● DIRECTION
Return each line of the material below word for word, with nothing changed, added, or left out.

** start **

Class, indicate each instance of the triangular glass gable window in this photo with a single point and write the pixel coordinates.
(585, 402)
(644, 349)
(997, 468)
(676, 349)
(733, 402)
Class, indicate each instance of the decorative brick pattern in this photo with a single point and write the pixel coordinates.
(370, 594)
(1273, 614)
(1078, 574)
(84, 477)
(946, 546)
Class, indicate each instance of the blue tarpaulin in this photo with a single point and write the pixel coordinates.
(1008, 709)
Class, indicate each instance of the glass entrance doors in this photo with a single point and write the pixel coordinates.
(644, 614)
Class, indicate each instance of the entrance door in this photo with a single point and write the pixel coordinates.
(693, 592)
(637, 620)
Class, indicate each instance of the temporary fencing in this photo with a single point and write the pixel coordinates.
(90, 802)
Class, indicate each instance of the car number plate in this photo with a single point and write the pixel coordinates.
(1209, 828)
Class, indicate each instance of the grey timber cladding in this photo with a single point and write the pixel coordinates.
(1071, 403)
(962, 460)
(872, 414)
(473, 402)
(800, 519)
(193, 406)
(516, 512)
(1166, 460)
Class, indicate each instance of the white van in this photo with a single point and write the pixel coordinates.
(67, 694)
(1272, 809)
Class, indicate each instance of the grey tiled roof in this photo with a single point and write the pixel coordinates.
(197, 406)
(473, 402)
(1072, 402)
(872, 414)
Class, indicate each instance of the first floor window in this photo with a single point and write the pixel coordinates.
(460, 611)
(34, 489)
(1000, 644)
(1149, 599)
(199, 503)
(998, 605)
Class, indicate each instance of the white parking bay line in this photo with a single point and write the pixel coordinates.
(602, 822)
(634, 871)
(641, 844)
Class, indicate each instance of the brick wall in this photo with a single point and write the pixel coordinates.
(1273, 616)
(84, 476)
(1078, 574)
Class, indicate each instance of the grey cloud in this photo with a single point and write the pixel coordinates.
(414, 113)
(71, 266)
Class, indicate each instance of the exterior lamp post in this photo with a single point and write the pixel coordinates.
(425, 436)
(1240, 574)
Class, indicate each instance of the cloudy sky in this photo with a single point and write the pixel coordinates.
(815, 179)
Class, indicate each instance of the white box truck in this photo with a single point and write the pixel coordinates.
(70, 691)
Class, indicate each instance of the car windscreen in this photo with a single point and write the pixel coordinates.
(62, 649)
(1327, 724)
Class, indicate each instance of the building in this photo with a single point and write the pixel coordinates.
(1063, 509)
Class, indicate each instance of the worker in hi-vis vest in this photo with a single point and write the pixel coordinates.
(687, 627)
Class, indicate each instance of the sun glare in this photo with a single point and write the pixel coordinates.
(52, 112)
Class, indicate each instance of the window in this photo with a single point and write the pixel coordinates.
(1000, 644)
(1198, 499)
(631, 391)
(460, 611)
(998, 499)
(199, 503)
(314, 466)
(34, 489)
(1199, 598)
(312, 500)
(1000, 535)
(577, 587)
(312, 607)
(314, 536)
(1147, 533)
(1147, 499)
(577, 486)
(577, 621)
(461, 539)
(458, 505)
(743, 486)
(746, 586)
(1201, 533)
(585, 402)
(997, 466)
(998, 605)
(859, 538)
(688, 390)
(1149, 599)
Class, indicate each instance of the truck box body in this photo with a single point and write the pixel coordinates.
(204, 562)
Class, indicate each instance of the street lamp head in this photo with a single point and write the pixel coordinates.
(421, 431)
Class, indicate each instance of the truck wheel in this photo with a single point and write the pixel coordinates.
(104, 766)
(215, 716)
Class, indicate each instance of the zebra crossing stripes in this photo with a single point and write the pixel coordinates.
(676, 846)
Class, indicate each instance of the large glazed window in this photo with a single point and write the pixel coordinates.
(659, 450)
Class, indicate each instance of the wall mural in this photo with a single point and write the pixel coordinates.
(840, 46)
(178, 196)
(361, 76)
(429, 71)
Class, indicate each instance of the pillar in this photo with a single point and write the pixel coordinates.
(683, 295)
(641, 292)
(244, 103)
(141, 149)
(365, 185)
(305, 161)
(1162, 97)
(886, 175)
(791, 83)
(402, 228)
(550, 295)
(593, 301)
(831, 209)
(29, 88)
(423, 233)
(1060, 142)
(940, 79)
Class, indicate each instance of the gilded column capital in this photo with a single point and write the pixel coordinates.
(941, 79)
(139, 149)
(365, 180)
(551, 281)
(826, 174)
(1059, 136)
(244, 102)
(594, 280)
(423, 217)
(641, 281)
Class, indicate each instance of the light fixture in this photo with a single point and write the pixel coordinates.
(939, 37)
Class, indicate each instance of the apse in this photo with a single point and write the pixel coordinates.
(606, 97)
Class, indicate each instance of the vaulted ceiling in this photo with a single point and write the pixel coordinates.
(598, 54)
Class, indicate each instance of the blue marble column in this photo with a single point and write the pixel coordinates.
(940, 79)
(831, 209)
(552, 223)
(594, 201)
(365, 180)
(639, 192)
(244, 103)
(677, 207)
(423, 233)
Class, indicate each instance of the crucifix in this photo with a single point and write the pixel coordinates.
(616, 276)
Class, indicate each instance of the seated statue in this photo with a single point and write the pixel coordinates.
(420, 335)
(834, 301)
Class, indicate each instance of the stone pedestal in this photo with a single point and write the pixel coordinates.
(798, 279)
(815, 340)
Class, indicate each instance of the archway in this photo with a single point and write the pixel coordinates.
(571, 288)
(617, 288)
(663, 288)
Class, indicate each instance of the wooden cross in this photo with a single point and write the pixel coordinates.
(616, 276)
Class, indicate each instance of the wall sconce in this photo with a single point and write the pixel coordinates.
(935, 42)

** end **

● SOLUTION TO THE EXERCISE
Class, indicate each instance of the triangular glass gable window in this photo with a single point and write the pixel coordinates.
(585, 402)
(644, 349)
(997, 468)
(676, 349)
(733, 402)
Class, indicate each instance of the decorative brick pattern in this photo with a single point and write the pixel coordinates.
(370, 594)
(1273, 614)
(1078, 574)
(84, 477)
(946, 546)
Class, indicate each instance of the blue tarpaulin in this photo with a single point and write the pixel coordinates.
(1008, 709)
Class, indicate each instance of the glass entrance doors in this photo with a single point and write the pixel coordinates.
(644, 614)
Class, indicate each instance of the entrance door in this photo with a single point and write the pixel coordinates.
(693, 592)
(637, 620)
Class, indicate each instance of the temporary fencing in this photo with a single point and write the pixel coordinates.
(90, 802)
Class, indicate each instance of the car number plate in this photo with a single point and write the pixel coordinates.
(1209, 828)
Class, indicate each instance of the grey timber cladding in this photo with a single point and write the pixel coordinates.
(1071, 403)
(962, 460)
(872, 414)
(473, 402)
(800, 519)
(193, 406)
(516, 512)
(1166, 460)
Class, indicate each instance of the white van in this photo with a single point and write the pixel coordinates.
(67, 694)
(1272, 809)
Class, indicate each instance of the grey tiled roof in this photo with a single point and write the pixel coordinates.
(197, 406)
(473, 402)
(1072, 402)
(872, 414)
Class, indicate each instance of the first floor window in this photo with a single point and write the pixel coordinates.
(460, 611)
(34, 489)
(1000, 644)
(1149, 599)
(199, 503)
(998, 605)
Class, indicate each instance of the white parking bay line in this photo with a single point and write the pixel coordinates.
(602, 822)
(634, 871)
(641, 844)
Class, indicate each instance of the brick wall in this photo with a single point and write the pixel coordinates.
(1273, 616)
(84, 476)
(1078, 574)
Class, indicate each instance of the grey cloud in this photo with a single point and write the pixel coordinates.
(414, 113)
(71, 266)
Class, indicate each instance of the exterior lamp post in this photo with a single point and write the pixel coordinates.
(425, 436)
(1240, 574)
Class, indicate each instance of the cloudy sky in this photo with a single point and write the pixel coordinates.
(815, 179)
Class, indicate each instance of the white box truck in this photo with a single point and write the pixel coordinates.
(70, 691)
Class, indicate each instance of the car windscreen in this photo with a single point and write the pixel coordinates.
(62, 649)
(1327, 724)
Class, indicate each instance of the building in this photo with a single point and write the pixel coordinates.
(1063, 509)
Class, indicate each instance of the worker in hi-vis vest in this photo with a single point and write the pixel coordinates.
(687, 627)
Class, indicate each instance of the sun glare in this photo with a single point and write the pixel coordinates.
(52, 112)
Class, indicate each instance of the window in this photo with a single point and write the pixel coordinates.
(1000, 644)
(1198, 499)
(631, 391)
(460, 611)
(998, 499)
(199, 503)
(314, 466)
(34, 489)
(1199, 598)
(312, 500)
(1000, 535)
(577, 587)
(312, 607)
(314, 536)
(1147, 533)
(1147, 499)
(577, 486)
(577, 621)
(461, 539)
(458, 505)
(743, 486)
(746, 586)
(1201, 533)
(585, 402)
(997, 466)
(998, 605)
(859, 538)
(688, 390)
(1149, 599)
Class, indicate each instance of the truck box body in this photo with a single point and write the pixel coordinates.
(204, 562)
Class, indicate each instance of the street lamp head in this photo with a single point and write the pixel coordinates.
(421, 431)
Class, indicate each instance of the truck wheel in this photo with a single point and write the pixel coordinates.
(104, 766)
(215, 716)
Class, indicate each instance of the zebra crossing stripes in this photo with a single point and write the pixel coordinates.
(676, 846)
Class, indicate each instance of the large glazed window in this photo with a single point and write the pixel coordinates.
(659, 450)
Class, indicate each instance of the wall mural in this photo with a single point and write the pixel coordinates.
(840, 46)
(178, 196)
(361, 76)
(429, 71)
Class, indicate each instance of the pillar in this photo with a single point and write the pixel coordinates.
(683, 295)
(641, 292)
(244, 103)
(141, 149)
(365, 185)
(305, 161)
(1162, 97)
(886, 175)
(791, 83)
(402, 228)
(550, 295)
(593, 301)
(831, 209)
(29, 88)
(423, 233)
(1060, 142)
(940, 79)
Class, indicate each instance of the gilded column capital in this photo with a single point and write the pixel coordinates.
(941, 79)
(139, 149)
(365, 180)
(551, 281)
(826, 174)
(1059, 136)
(244, 102)
(594, 280)
(423, 217)
(641, 281)
Class, indicate each instance of the light fixture in this photo with a single point and write the pixel coordinates.
(939, 37)
Class, indicate each instance of the apse in this photo with a single point and write the pixel coordinates.
(606, 97)
Class, indicate each instance of the vaulted ceiling in this photo with a single point and write the pixel coordinates.
(598, 54)
Class, indicate each instance of the blue marble column in this photo with a single point and write the pixel coordinates.
(940, 79)
(831, 209)
(552, 223)
(594, 201)
(365, 180)
(639, 192)
(244, 103)
(677, 207)
(423, 233)
Class, indicate each instance of the crucifix in this photo with a single point and write the pixel coordinates.
(616, 276)
Class, indicate each instance of the seated statue in this photo with a single point and write the pixel coordinates.
(420, 335)
(834, 301)
Class, indicate each instance of the stone pedestal in this photo with a single point and write the pixel coordinates.
(798, 279)
(815, 340)
Class, indicate each instance of the archway in this photo with a single point and write the pixel coordinates.
(571, 288)
(617, 288)
(663, 288)
Class, indicate each instance of the wooden cross in this photo with a single point and write the pixel coordinates.
(616, 276)
Class, indicate each instance of the wall sconce in this photo with a single point and write the pixel coordinates.
(935, 42)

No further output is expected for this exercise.